## Instruções
1. No trecho sobre o homem que reflete sobre a vida, o que simbolizava a casa em pedra?
2. Segundo o trecho sobre o homem que reflete sobre a vida, por que a ideia de que "nunca é tarde" não o consola? Responda em até três frases.

## Trecho selecionado
━━━━━━
Para que trabalhei eu tanto, tanto?”, sofre o homem, engelhando a fronte, em solilóquio que lhe chicoteia o espírito em doses infernais de culpabilidade. Adquiri terras, montes e vales, uma encosta soalheira onde um fio de água assegurava a erva verde e dava cor à paisagem idílica onde uma casa em pedra simbolizava o esperado remanso de uma velhice ternurenta e feliz. Não passeei o que deveria; não viajei por onde queria. O meu Universo global restringiu-se entre a minha rua e o meu local de trabalho. Valeu a pena? Sobre o que angariei, pensando ser um dia o meu pé-de-meia, nada vale para quem compra. O Estado, pelo braço estendido dos governos no confisco à propriedade, nas exigências monstruosas ao pequeno comércio e indústria artesanal, e aos frutos do labor, numa deliberada intenção desmotivadora, tudo tem feito para arrastar para a lama o gosto pela produção e criação de riqueza. Parece deliberadamente querer transformar trabalhadores em bestas de andarilho e empecilho social. Assiste-se a uma cruzada infernal contra o tangível e uma desvalorização sucessiva dos bens materiais. Hoje só tem valor o que supre uma necessidade imediata.
Aí se eu pudesse voltar atrás! As cambalhotas que eu daria; os sorrisos que distribuiria; as águas em que mergulharia; os oceanos que rasgaria; as mulheres que eu amaria. “Nunca é tarde”, imagina quem lê aqui o que o homem pensa. Mas o pensador sabe que o tempo, o seu tempo, como corda de relógio que se esgotou, passou sem dar por ele e experimenta uma sensação de debilidade e frustração. Faltam-lhe a fé anímica tracejada pelos deuses e as forças físicas que, como conquistador dos descobrimentos de há cinco séculos contra o Adamastor, outrora o empurraram contra as correntes do desânimo e conquista de um mundo novo.
━━━━━━
Itens extraídos de uma coleção:
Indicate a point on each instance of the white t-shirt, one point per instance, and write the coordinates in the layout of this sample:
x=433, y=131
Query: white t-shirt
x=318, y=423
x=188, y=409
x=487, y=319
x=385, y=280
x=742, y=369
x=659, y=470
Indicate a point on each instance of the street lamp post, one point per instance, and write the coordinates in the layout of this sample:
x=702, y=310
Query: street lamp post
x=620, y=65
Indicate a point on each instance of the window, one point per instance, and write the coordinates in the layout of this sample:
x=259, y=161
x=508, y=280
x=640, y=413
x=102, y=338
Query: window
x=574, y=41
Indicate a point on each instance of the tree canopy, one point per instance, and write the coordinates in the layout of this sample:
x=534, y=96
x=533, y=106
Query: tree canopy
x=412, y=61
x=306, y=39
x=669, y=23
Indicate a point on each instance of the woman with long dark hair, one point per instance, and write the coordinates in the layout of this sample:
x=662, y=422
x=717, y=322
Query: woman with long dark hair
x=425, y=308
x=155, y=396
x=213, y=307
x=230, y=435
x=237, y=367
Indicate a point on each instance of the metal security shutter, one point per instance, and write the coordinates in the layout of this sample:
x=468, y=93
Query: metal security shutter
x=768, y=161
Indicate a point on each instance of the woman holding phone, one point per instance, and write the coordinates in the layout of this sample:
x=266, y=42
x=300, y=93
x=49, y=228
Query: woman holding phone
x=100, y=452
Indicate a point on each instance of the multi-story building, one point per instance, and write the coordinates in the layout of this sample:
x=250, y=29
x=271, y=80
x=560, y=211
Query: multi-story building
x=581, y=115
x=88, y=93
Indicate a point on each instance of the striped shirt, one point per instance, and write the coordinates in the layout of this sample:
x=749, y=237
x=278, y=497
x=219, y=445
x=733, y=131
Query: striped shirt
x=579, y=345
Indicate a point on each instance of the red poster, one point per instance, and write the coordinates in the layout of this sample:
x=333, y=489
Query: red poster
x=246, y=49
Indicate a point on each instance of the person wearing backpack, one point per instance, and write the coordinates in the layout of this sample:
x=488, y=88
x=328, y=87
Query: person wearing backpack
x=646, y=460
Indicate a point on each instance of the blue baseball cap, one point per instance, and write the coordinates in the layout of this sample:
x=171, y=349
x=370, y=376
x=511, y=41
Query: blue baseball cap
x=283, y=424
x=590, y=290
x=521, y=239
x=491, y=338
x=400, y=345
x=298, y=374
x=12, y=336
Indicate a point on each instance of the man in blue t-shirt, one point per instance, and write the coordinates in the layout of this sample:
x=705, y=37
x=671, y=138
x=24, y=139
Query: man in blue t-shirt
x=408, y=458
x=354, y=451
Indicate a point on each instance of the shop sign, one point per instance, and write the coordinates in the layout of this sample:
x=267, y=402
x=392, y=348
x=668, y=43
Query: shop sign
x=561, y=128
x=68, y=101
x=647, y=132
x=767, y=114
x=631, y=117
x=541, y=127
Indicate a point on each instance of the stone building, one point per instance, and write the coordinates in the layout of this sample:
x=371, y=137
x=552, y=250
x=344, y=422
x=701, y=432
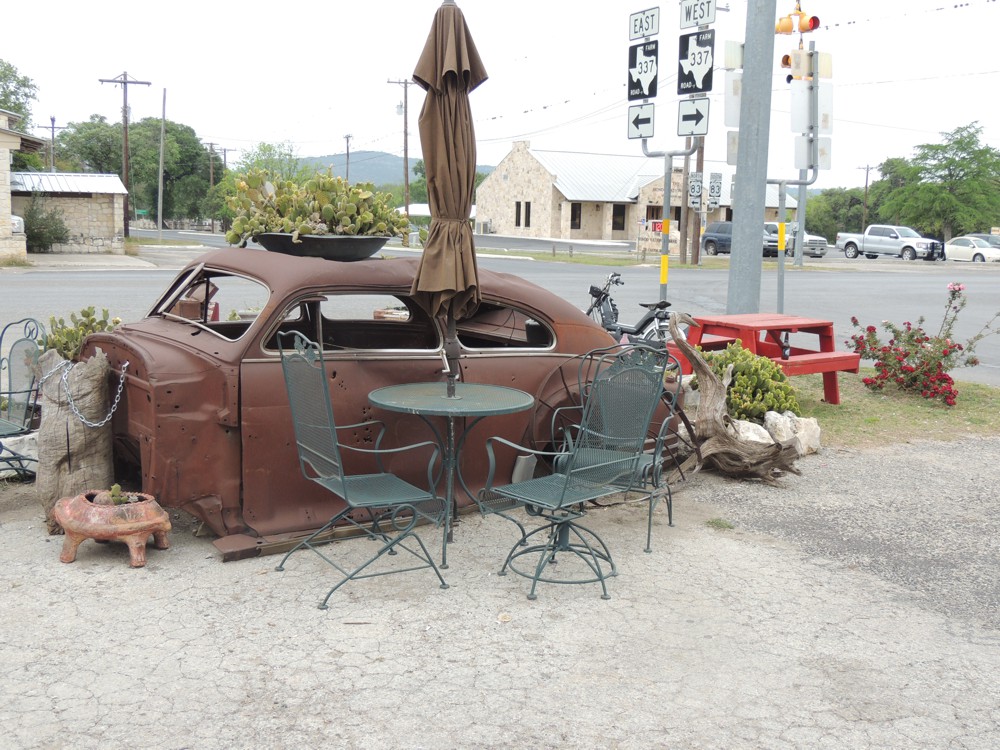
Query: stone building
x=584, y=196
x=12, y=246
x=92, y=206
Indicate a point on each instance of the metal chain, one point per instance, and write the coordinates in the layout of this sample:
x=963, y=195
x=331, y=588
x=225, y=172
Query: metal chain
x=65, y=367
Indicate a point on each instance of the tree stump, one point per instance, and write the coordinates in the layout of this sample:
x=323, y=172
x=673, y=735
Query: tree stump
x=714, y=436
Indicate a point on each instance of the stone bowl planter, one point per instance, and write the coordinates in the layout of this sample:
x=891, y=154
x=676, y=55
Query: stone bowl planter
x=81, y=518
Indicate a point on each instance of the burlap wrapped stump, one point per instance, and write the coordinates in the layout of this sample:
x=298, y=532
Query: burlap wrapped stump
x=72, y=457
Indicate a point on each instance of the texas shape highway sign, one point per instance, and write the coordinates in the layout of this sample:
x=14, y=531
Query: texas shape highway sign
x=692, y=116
━━━━━━
## Lista de respostas
1. O esperado remanso de uma velhice ternurenta e feliz.

2. O homem sabe que o seu tempo passou sem ele dar por isso, como corda de relógio que se esgotou, e por isso sente debilidade e frustração. Faltam-lhe também a fé anímica e as forças físicas que outrora o empurraram contra as correntes do desânimo.